## GIVEN TASK
Which of the lines below contain the word "plant" with its case matching exactly? Copy each such line in full.

## EXERCISE INPUT
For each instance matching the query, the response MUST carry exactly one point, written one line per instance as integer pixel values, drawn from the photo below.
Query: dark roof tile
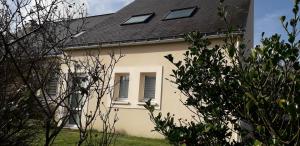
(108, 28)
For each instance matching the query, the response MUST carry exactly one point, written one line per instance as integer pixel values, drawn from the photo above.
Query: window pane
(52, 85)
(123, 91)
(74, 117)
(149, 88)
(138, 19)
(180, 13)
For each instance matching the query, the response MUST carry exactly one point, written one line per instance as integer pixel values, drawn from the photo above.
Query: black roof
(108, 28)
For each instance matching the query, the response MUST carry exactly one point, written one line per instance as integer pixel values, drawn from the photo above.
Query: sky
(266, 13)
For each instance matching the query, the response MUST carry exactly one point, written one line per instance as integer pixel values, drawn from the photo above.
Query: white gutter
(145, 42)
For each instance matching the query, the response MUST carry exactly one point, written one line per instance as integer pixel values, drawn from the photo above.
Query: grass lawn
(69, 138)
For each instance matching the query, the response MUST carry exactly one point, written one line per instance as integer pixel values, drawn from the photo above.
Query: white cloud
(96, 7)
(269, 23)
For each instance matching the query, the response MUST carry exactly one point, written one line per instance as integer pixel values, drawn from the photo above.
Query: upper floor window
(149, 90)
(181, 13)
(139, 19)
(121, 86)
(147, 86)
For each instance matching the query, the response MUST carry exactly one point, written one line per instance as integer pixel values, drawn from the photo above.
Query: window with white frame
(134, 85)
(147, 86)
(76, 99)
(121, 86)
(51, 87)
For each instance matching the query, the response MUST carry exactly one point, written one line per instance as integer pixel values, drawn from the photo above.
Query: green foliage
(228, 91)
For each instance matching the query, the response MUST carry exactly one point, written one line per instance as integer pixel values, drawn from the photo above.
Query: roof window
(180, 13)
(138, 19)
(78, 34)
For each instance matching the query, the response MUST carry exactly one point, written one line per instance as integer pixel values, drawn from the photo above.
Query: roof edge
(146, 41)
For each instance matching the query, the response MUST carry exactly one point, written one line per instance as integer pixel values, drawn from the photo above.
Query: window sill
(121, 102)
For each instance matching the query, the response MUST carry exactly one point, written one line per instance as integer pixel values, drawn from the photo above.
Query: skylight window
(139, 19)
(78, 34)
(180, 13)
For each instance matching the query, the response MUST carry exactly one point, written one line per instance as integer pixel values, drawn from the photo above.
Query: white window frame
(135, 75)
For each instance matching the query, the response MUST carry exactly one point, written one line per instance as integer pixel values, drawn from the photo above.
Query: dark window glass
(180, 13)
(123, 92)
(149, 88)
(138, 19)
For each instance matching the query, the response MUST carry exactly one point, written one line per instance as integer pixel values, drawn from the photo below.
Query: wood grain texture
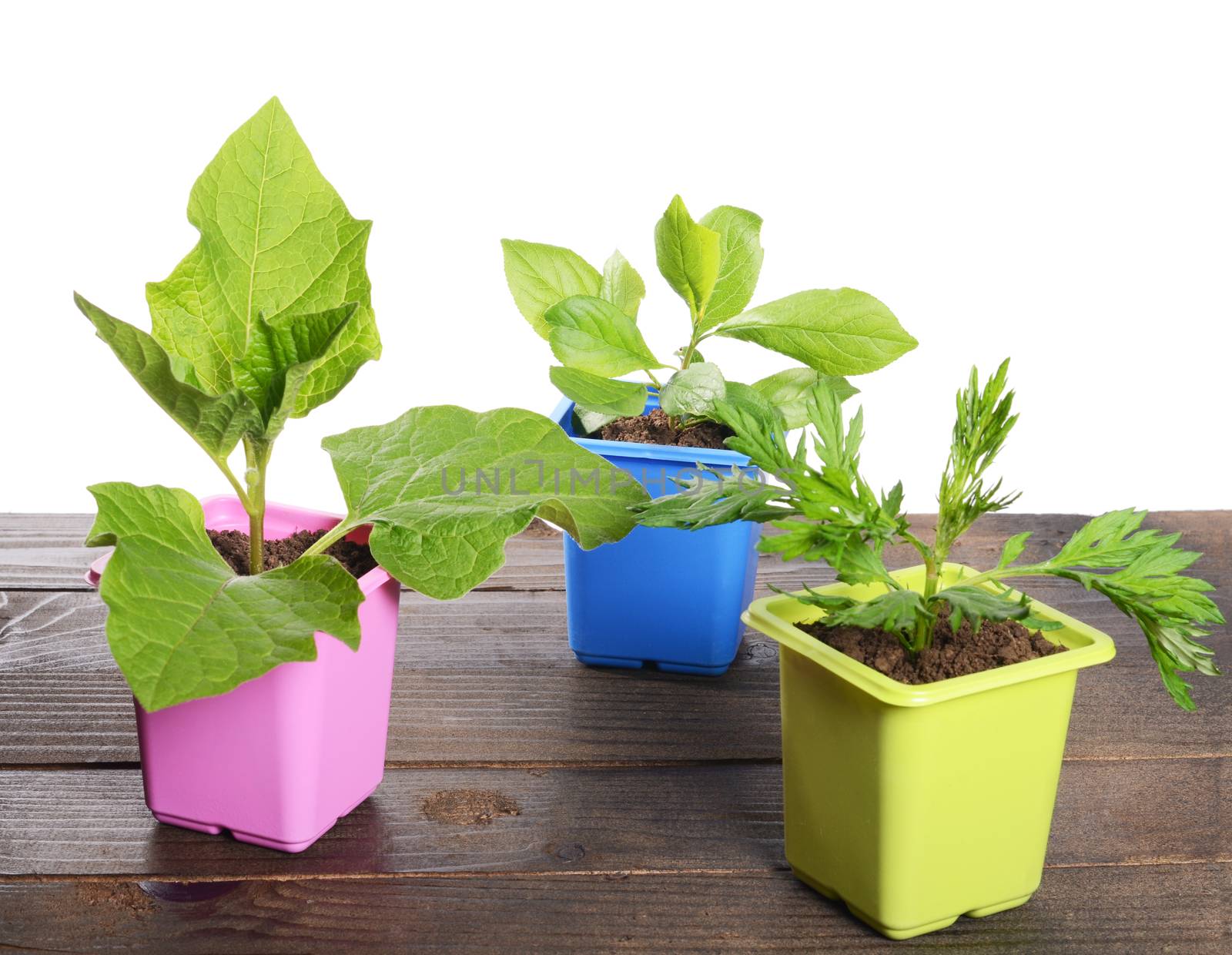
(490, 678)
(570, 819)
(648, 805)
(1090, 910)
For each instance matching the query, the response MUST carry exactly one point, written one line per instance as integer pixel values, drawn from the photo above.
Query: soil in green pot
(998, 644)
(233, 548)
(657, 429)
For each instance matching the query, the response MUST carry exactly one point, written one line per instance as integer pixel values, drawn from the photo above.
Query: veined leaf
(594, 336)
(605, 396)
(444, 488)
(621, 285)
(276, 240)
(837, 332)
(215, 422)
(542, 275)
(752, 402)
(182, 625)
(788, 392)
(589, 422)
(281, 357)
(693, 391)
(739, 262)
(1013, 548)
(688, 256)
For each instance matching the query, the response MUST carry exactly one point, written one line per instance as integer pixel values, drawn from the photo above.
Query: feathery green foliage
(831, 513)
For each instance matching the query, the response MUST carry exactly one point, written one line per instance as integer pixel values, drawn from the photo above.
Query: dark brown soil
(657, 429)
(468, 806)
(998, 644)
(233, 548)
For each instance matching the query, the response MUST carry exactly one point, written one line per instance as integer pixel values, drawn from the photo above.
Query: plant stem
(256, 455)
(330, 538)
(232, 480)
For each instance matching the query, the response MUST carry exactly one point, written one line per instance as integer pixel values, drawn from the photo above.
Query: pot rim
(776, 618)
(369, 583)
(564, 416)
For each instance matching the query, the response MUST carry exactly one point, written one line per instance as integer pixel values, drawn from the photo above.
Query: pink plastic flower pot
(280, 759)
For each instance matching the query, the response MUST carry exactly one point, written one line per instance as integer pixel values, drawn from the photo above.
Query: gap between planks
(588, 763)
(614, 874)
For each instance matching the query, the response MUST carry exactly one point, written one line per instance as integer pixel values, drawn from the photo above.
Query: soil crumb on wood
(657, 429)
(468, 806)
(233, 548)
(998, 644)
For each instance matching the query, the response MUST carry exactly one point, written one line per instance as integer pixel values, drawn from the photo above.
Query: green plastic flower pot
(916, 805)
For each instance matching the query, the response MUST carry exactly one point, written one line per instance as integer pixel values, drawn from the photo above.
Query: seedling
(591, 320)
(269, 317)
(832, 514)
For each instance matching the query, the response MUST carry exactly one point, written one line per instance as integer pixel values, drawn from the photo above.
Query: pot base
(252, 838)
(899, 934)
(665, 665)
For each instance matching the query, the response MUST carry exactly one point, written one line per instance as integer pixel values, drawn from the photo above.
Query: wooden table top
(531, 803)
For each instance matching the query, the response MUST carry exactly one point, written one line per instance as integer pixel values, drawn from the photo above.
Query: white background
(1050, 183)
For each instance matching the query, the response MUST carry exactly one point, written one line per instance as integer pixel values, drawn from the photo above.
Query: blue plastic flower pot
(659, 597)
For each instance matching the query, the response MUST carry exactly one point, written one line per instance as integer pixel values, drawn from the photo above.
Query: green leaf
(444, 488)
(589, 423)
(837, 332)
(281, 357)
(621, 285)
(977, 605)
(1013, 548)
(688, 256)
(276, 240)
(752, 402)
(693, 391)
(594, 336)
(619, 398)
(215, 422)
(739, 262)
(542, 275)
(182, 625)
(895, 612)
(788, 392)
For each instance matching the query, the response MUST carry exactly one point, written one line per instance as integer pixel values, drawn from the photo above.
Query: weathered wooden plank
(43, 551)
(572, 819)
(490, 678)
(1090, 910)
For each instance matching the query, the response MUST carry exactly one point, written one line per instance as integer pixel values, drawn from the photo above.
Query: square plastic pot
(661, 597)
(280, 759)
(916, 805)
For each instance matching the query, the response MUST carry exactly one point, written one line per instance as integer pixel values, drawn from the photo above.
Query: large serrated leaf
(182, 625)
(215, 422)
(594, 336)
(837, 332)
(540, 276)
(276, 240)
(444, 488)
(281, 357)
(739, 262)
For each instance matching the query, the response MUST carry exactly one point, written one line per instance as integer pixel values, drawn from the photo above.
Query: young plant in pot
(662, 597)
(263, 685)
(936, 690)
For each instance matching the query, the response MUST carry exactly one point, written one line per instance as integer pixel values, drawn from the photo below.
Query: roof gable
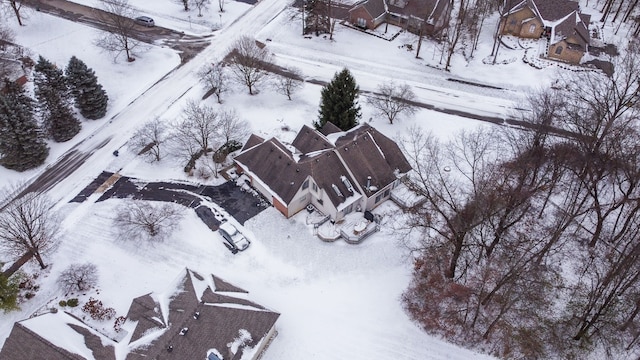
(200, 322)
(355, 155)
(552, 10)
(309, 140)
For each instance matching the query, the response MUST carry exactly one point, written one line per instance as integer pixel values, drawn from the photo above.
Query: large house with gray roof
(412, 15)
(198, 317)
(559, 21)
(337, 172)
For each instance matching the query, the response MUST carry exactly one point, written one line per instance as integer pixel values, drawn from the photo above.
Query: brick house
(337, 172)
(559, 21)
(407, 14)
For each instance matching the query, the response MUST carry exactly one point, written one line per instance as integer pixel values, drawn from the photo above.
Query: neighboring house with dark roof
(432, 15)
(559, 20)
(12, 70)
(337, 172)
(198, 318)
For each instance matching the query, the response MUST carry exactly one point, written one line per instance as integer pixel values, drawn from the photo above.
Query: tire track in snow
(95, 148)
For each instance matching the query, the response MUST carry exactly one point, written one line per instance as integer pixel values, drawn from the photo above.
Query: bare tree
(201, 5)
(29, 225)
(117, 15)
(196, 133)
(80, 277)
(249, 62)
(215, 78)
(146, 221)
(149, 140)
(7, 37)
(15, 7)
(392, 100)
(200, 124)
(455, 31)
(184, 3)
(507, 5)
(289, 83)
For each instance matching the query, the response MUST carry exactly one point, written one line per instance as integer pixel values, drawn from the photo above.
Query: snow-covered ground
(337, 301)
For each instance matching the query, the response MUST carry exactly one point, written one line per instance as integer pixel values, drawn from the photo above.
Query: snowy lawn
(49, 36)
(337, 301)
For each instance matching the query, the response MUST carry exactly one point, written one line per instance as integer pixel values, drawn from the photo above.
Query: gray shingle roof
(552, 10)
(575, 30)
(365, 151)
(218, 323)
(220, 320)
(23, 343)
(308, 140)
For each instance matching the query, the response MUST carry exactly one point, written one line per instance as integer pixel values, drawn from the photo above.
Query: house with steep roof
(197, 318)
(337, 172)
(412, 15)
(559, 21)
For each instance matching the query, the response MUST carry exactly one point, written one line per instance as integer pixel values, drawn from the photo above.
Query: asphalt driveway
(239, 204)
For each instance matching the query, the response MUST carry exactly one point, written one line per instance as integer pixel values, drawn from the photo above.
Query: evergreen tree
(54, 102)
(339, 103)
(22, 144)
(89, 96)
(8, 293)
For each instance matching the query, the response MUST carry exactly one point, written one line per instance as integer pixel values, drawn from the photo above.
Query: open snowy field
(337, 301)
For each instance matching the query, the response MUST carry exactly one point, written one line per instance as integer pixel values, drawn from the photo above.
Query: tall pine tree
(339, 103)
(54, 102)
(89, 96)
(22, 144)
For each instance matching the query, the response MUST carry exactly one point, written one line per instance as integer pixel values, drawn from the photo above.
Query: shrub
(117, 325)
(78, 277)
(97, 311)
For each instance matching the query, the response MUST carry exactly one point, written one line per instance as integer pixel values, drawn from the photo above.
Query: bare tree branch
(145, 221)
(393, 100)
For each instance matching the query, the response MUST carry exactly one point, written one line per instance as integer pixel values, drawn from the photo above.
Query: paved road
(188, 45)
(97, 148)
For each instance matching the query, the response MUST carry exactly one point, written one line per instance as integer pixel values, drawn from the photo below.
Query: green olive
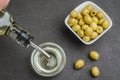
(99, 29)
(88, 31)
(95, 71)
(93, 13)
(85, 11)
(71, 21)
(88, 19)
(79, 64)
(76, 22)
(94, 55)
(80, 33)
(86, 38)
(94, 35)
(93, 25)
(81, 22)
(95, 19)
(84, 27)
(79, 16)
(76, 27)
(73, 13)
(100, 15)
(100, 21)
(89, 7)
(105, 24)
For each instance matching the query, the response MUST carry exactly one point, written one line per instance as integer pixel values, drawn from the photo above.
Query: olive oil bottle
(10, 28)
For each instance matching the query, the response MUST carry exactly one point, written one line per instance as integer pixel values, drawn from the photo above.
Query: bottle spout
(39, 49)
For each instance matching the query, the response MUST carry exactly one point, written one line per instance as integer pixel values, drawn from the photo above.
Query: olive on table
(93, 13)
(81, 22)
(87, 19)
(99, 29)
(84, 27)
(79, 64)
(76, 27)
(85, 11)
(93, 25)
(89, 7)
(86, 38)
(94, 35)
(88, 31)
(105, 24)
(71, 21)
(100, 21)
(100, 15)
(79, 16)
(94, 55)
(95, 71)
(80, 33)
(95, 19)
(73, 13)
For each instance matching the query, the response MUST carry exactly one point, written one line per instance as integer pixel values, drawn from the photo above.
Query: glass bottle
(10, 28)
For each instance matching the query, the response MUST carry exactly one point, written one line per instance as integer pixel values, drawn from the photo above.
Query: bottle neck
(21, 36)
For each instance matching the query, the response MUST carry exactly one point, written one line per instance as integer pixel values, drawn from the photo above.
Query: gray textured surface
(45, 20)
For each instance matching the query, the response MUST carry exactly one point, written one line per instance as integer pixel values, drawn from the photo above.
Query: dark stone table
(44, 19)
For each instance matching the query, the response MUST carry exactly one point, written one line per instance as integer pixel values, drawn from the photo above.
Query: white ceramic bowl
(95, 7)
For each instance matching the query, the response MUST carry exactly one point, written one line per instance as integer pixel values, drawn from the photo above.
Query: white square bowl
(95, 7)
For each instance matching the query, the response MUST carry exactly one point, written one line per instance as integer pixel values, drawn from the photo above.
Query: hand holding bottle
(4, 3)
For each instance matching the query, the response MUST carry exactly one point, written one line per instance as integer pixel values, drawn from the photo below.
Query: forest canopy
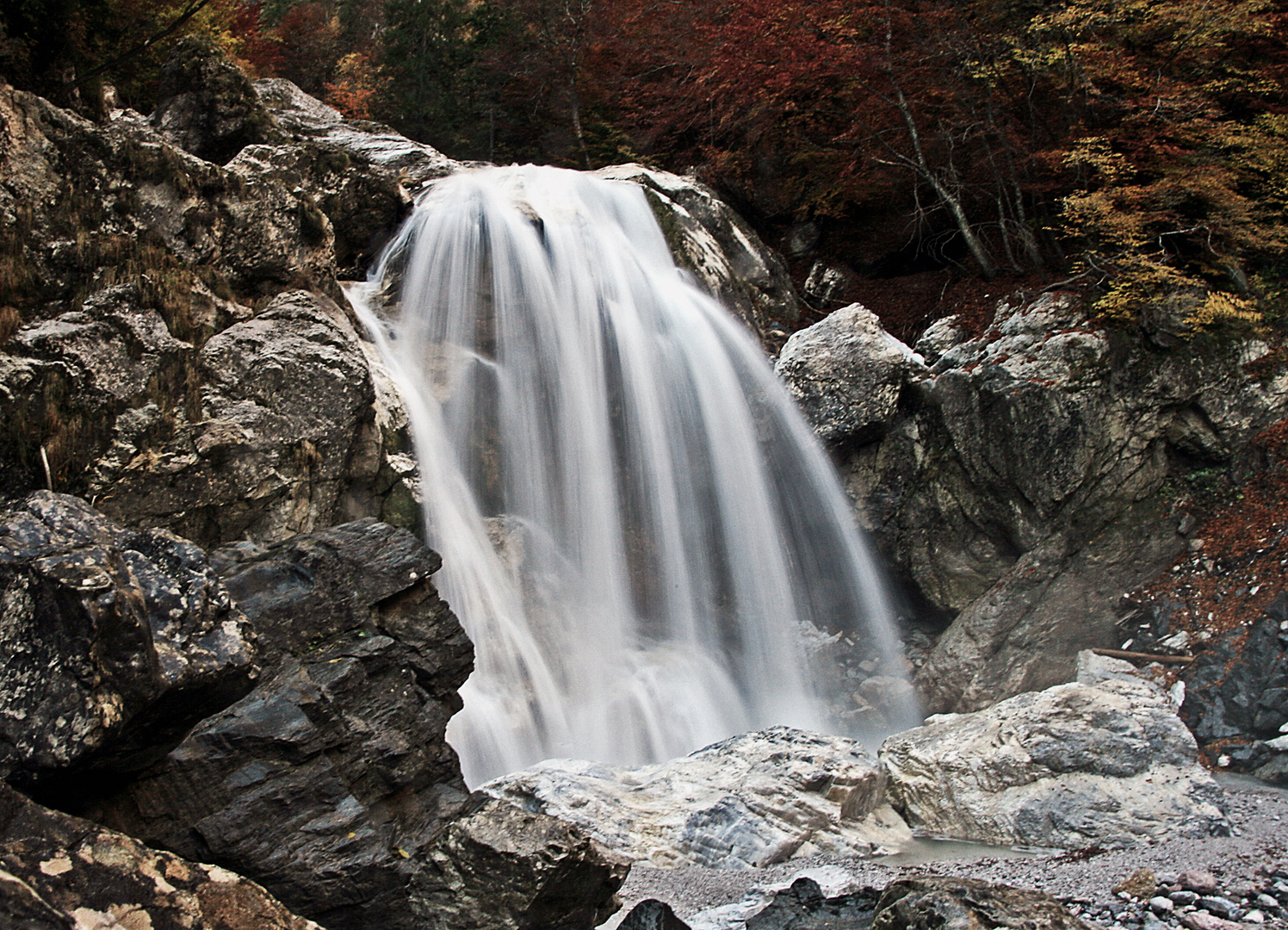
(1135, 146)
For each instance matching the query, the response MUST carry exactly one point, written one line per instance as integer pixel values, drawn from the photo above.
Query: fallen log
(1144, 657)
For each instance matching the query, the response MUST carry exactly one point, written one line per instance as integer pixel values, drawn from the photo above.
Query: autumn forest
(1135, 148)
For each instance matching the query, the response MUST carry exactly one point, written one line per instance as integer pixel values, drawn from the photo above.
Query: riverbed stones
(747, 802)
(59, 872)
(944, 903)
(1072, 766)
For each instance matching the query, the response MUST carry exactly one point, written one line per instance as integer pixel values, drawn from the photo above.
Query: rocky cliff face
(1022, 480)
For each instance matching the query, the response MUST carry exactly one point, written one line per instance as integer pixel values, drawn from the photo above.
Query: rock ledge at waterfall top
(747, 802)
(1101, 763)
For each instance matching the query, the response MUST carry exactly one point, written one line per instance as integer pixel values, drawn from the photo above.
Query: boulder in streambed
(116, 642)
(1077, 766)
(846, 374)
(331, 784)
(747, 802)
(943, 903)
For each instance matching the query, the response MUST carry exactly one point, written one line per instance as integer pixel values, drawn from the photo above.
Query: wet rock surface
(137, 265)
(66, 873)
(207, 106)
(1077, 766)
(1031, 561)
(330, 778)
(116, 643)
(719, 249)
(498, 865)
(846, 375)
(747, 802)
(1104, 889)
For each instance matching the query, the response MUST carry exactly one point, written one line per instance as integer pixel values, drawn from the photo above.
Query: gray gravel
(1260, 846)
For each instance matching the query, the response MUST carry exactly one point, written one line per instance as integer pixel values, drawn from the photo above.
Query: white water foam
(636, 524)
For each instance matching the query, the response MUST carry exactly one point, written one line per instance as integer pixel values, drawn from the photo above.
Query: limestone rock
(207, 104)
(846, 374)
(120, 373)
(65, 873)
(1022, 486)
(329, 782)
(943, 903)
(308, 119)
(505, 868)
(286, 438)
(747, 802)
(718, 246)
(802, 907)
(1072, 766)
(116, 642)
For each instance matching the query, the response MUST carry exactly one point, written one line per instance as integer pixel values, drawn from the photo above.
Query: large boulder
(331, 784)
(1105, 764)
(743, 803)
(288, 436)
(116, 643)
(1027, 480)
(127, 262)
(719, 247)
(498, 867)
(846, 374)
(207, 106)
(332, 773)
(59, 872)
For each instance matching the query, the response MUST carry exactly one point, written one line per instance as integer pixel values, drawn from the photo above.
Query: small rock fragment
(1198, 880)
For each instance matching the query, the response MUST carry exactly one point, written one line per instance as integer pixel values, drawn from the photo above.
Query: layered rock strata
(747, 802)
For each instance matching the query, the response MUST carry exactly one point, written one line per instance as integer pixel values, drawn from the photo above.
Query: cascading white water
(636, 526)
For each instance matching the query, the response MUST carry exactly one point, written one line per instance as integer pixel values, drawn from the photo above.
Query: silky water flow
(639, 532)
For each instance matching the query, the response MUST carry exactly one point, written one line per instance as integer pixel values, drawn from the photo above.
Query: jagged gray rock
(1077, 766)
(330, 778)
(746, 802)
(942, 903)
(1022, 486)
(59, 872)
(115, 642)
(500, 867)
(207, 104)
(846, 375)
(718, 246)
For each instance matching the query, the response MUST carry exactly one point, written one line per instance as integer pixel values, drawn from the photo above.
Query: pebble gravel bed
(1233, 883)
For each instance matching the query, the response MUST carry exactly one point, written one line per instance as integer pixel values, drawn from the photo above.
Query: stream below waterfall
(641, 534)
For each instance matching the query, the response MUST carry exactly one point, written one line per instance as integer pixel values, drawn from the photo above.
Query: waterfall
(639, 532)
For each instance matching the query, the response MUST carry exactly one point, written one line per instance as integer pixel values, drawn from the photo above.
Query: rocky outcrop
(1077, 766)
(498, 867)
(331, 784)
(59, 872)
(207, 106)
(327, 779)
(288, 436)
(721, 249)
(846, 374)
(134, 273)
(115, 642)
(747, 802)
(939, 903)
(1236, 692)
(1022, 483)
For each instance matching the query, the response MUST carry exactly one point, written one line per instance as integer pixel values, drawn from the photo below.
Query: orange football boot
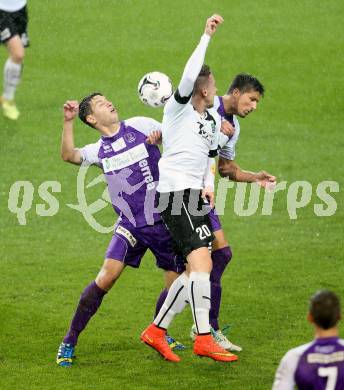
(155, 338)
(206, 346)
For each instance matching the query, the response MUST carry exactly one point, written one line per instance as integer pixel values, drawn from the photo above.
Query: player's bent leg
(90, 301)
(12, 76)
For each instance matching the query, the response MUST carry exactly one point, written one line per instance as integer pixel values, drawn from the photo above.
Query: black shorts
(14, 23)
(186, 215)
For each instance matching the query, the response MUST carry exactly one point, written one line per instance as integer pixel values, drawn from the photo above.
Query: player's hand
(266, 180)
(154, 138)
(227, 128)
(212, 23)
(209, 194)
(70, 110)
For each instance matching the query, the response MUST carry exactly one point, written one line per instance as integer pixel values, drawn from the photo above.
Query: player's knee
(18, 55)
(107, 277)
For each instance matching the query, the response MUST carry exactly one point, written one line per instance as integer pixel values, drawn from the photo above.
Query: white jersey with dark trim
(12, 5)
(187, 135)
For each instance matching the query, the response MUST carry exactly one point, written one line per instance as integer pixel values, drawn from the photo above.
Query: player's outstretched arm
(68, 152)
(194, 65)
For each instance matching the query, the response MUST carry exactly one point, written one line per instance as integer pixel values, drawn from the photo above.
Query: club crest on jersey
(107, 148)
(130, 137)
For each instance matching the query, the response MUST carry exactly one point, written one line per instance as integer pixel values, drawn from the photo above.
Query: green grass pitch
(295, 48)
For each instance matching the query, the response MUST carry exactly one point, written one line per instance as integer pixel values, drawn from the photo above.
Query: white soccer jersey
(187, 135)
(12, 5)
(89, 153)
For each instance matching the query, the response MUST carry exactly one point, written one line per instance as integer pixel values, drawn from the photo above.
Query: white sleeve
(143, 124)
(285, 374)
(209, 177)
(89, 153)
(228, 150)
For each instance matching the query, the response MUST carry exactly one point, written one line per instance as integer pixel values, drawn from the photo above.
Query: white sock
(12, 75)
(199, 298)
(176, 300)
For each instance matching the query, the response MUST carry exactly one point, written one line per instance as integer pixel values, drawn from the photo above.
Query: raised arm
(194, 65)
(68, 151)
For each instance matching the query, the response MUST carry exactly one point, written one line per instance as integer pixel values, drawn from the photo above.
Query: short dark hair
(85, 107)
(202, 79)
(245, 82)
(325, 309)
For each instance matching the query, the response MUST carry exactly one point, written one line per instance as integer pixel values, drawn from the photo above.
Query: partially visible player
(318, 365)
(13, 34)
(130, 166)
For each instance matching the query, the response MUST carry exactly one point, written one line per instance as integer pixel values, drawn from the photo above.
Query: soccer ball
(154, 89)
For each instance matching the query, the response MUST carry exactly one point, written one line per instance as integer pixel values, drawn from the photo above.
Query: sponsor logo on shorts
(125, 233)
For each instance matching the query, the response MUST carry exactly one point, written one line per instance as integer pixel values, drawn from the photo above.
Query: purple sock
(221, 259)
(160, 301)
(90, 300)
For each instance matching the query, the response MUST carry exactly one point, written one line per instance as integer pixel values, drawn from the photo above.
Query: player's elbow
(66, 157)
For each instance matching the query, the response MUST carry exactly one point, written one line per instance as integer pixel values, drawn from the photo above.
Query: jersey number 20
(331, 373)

## FINAL RESULT
Query: plant stem
Query: young plant in pot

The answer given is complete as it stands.